(Excerpts from point annotation data)
_ _ _
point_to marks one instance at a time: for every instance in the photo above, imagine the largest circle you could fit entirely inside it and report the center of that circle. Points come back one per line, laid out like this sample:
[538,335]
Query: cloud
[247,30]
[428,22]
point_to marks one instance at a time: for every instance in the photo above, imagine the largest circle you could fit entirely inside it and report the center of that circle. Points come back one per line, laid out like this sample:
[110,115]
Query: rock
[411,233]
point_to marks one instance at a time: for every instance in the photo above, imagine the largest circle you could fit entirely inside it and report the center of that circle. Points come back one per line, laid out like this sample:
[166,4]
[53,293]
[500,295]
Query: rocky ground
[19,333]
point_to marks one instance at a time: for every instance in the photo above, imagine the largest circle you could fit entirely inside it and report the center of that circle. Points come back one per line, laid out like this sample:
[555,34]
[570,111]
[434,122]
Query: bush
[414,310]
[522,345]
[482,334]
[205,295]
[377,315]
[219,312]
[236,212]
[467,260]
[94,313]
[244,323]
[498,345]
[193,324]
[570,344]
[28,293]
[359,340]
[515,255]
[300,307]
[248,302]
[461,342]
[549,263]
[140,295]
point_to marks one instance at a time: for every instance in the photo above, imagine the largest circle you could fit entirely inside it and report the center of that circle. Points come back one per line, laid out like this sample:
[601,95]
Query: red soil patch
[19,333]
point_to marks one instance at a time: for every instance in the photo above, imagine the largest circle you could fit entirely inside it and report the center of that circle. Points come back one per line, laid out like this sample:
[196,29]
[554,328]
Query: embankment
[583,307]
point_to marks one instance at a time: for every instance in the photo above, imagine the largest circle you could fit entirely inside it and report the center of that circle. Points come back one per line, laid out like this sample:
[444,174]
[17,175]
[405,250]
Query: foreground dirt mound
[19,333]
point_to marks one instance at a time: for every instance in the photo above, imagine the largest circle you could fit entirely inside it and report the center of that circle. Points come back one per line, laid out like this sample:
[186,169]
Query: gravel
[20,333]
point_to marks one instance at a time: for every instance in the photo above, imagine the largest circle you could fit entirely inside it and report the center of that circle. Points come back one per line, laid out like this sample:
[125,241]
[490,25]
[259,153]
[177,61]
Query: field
_ _ _
= INSTRUCTIONS TO FOLLOW =
Set down the entries above again, word for word.

= FULL ANSWER =
point_to marks one instance at a time: for every instance in the photo above, imagine the largest circle you could fit entirely inside it and report the center of that circle. Points come back one per line, laid out like this sample:
[538,335]
Query: cloud
[247,30]
[428,22]
point_to marks one instance at a time: for every instance in the photo above, imagine the largest circle you could fit entirely inside it and report the center of that circle. Points come back one per line, laid out like this sample:
[110,115]
Query: rock
[411,233]
point_to marks one instance at a time: for every instance in the photo above, imagine the largest circle you could fit entirely inside it and report the center of that circle. Points come back one per line, laid out like this sample:
[166,4]
[53,293]
[500,295]
Query: rocky ground
[19,333]
point_to marks one instance at a time: for every instance in the photo above, imagine the largest circle you could fit entirely inside it and report the center of that circle. Points come back one per line, laid out like this sample:
[555,34]
[570,111]
[434,122]
Query: bush
[414,310]
[522,345]
[482,334]
[205,295]
[377,315]
[219,312]
[236,212]
[467,260]
[94,313]
[244,323]
[498,345]
[193,324]
[570,344]
[28,293]
[359,340]
[515,255]
[300,307]
[248,302]
[461,342]
[549,263]
[140,295]
point_to marks one instance at a time: for every instance in the photo above, imagine the largest circle you could fit entirely inside it and report the center of that circle. Points come back one per line, laid out like this sample:
[601,95]
Query: red soil patch
[19,333]
point_to marks one instance at a time: for every instance in the photo above, imagine the largest circle you could fit entirely inside it and report the center of that circle. Points come back one per line, laid out like this sample:
[196,29]
[554,328]
Query: embankment
[583,307]
point_to marks one instance at a time: for every instance in the photo above, imagine the largest circle you could fit entirely inside it and report the center of that circle. Points come back one per line, laid out like this sample:
[444,174]
[17,175]
[405,250]
Query: foreground dirt mound
[19,333]
point_to marks one instance at a time: for every instance in the photo above, imagine the largest circle you could fit entirely inside it and report the center of that circle. Points come back one per line, laid out like this sample:
[186,169]
Query: gravel
[20,333]
point_to marks one instance at a time: for every instance in the photo above, imagine the largest circle you could fit entirely inside it and report the center of that circle. Points come back one per line, laid out like this sample:
[125,241]
[490,25]
[259,153]
[177,61]
Query: field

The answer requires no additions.